Can you copy, word for word, the stretch of the report on violence at Seattle Children's psychiatric unit from "SEATTLE (Dec. 13, 2023)" through "for their lives."?

START Excerpted passage

SEATTLE (Dec. 13, 2023) — Nurses on the Psychiatry and Behavioral Medicine Unit at Seattle Children’s held a candlelight vigil Tuesday night before meeting with hospital leadership to address the violence on the unit as a result of a growing pediatric mental health crisis.

The nurses at Children’s, who are represented by the Washington State Nurses Association, report that children are staying on the unit for months because there is nowhere to go and the nurses don’t have enough resources to handle them. Nurses are having to use restraints, once a last resort, and they are fearing for their lives.

In recent weeks, police have been called multiple times to quell violence – something that was once very rare on the unit and a sign of a systemic crisis in pediatric mental health.

“Having 12 officers come in and escort a patient out is a sign we are under resourced and also traumatizing,” said Natasha Vederoff, a nurse on the unit.

On Nov. 7, police intervened after patients turned over carts, used a pole to swing at people, broke windows, and held a nurse in a chokehold. Almost simultaneously in a different part of the unit, a nurse was isolated with another patient and was choked, struck in the head 16 times, and nearly lost consciousness, nurses said. Several staff were sent to the Emergency Department due to injuries.

Ten days later, police came because patients were throwing ceiling tiles at staff.

The nurses say these two incidents are just part of a pattern of ongoing and escalating violence that confronts nurses and patients on the unit on a daily basis, several examples of which the WSNA listed in this Nov. 27 release.

“I’m exhausted from constantly reacting to dangerous behaviors and trying to prevent serious harm,” said Henry Jones, a nurse on the unit. “In our current state, I feel like I’m functioning more like a bouncer or a prison guard.”

END Excerpted passage
START Entries provided

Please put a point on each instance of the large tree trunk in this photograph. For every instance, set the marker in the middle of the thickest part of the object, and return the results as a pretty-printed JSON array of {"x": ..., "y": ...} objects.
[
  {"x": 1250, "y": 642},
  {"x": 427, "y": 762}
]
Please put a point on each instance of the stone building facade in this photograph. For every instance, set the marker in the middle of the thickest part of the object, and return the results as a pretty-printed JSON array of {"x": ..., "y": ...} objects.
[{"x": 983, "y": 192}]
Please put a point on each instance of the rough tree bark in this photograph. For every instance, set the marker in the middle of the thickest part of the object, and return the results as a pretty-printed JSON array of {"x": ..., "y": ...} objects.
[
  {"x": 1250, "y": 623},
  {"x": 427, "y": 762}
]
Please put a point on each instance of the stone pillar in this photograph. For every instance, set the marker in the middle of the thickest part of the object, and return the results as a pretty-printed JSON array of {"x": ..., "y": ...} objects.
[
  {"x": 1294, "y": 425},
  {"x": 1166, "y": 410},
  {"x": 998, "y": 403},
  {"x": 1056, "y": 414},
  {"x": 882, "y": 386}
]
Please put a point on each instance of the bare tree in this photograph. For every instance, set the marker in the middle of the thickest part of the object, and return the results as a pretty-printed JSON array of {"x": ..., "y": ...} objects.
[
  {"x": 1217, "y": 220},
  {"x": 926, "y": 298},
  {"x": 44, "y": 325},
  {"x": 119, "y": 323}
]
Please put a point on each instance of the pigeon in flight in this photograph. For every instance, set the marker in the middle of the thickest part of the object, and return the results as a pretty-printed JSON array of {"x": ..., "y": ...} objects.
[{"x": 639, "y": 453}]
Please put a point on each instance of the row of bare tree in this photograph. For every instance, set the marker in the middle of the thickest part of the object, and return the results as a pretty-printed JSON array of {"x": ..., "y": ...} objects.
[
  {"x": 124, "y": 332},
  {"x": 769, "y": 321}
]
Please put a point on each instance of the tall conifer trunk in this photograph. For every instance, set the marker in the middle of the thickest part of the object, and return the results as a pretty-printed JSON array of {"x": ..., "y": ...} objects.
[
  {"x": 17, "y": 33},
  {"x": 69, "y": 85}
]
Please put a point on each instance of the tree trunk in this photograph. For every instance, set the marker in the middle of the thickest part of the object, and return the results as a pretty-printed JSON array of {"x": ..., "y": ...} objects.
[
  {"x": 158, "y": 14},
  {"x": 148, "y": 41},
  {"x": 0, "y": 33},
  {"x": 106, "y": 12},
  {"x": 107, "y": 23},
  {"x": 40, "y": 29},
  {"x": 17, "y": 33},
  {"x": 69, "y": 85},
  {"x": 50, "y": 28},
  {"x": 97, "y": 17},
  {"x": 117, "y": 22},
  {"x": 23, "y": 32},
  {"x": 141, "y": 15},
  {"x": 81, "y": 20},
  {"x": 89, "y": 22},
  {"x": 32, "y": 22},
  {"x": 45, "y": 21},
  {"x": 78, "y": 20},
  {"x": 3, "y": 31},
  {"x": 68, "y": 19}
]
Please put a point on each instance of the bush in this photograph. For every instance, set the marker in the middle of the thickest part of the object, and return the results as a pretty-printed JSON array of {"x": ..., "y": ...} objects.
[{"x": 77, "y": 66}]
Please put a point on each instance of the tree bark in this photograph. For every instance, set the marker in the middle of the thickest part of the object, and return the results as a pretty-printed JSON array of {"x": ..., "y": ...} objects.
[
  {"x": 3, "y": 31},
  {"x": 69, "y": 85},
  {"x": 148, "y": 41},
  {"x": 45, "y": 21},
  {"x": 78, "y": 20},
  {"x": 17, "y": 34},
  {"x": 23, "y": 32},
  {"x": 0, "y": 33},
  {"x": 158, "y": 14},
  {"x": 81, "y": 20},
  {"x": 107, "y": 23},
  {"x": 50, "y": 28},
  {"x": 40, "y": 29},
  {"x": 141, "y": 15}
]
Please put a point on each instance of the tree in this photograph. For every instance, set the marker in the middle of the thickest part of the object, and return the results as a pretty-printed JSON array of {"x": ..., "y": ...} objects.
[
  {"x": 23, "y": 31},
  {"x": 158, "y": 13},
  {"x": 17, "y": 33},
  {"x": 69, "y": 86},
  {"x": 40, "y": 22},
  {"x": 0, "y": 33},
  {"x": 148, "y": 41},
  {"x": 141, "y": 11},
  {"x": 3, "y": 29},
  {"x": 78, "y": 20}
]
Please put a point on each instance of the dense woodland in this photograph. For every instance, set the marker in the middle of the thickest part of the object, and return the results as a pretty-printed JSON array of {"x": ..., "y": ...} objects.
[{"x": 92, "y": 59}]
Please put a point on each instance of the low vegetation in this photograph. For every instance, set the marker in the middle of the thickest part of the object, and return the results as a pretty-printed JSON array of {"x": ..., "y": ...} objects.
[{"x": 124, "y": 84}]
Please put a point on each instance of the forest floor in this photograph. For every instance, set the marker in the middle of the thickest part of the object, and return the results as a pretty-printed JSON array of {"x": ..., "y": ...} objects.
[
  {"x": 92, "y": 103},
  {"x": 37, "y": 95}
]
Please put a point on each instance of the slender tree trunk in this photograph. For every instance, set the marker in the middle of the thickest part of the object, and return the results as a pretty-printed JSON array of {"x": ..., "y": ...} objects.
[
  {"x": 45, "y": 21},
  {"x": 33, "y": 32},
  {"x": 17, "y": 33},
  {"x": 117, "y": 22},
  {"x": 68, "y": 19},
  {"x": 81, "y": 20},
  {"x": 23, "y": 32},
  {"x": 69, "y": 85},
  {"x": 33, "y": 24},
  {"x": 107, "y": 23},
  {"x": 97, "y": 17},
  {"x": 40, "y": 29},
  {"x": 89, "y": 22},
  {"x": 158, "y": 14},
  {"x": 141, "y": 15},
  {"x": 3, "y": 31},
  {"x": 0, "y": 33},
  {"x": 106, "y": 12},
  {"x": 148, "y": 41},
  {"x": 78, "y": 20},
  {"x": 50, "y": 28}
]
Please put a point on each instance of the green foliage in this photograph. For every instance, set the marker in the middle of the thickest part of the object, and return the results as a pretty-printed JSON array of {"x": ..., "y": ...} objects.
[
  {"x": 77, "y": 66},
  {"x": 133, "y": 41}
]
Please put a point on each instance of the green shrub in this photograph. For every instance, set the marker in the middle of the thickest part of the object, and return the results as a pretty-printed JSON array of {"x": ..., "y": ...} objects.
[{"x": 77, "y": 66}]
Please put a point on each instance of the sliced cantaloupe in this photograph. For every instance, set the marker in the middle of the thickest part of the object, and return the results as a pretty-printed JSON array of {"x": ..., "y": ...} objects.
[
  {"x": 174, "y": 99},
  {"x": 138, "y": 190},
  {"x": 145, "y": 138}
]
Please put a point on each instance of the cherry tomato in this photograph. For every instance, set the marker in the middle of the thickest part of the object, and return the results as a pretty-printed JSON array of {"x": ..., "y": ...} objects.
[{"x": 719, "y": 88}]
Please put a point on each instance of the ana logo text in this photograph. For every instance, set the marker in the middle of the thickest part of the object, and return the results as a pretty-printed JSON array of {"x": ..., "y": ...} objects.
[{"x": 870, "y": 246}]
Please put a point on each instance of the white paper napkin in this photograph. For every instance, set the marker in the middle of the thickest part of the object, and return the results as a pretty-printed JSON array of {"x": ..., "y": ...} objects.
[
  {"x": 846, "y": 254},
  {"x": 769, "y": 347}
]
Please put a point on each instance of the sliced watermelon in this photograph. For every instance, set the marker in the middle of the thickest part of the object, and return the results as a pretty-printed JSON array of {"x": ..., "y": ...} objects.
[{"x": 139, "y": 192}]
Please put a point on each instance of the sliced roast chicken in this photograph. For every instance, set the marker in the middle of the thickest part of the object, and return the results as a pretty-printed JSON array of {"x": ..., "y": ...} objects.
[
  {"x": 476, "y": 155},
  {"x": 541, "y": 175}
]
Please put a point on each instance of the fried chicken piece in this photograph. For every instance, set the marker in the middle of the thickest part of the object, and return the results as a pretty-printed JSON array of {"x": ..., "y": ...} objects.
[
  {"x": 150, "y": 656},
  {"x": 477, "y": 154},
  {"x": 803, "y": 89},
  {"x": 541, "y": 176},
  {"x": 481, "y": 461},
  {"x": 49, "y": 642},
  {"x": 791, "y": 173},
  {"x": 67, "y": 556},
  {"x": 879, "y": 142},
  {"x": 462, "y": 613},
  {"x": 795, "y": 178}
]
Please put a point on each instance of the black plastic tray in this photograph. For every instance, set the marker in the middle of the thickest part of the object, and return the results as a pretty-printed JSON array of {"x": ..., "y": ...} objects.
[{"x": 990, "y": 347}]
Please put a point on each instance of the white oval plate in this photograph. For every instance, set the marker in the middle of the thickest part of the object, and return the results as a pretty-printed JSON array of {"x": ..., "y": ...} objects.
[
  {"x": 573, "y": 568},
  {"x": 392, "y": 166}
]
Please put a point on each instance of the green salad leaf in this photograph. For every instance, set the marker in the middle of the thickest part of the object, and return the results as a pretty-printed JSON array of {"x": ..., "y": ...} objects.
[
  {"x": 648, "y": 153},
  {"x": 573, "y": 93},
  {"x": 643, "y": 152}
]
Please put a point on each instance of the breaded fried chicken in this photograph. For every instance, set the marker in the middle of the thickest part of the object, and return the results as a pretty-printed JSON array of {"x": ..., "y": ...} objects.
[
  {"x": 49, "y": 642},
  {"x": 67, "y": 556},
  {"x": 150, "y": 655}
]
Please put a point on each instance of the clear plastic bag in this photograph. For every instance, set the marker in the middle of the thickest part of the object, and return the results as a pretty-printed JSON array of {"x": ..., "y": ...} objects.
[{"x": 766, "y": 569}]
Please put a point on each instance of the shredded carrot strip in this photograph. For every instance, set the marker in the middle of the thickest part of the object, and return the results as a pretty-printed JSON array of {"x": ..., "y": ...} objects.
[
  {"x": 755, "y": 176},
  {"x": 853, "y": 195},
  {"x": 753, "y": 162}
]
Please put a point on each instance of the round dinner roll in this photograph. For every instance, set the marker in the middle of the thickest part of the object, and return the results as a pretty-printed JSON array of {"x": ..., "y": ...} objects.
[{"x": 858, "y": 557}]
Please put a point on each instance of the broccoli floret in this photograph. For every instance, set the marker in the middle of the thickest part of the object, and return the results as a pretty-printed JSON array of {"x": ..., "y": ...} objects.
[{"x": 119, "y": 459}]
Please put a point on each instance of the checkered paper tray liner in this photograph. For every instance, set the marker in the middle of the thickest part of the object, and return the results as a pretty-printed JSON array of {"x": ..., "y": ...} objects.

END Entries provided

Reply:
SEATTLE (Dec. 13, 2023) — Nurses on the Psychiatry and Behavioral Medicine Unit at Seattle Children’s held a candlelight vigil Tuesday night before meeting with hospital leadership to address the violence on the unit as a result of a growing pediatric mental health crisis.

The nurses at Children’s, who are represented by the Washington State Nurses Association, report that children are staying on the unit for months because there is nowhere to go and the nurses don’t have enough resources to handle them. Nurses are having to use restraints, once a last resort, and they are fearing for their lives.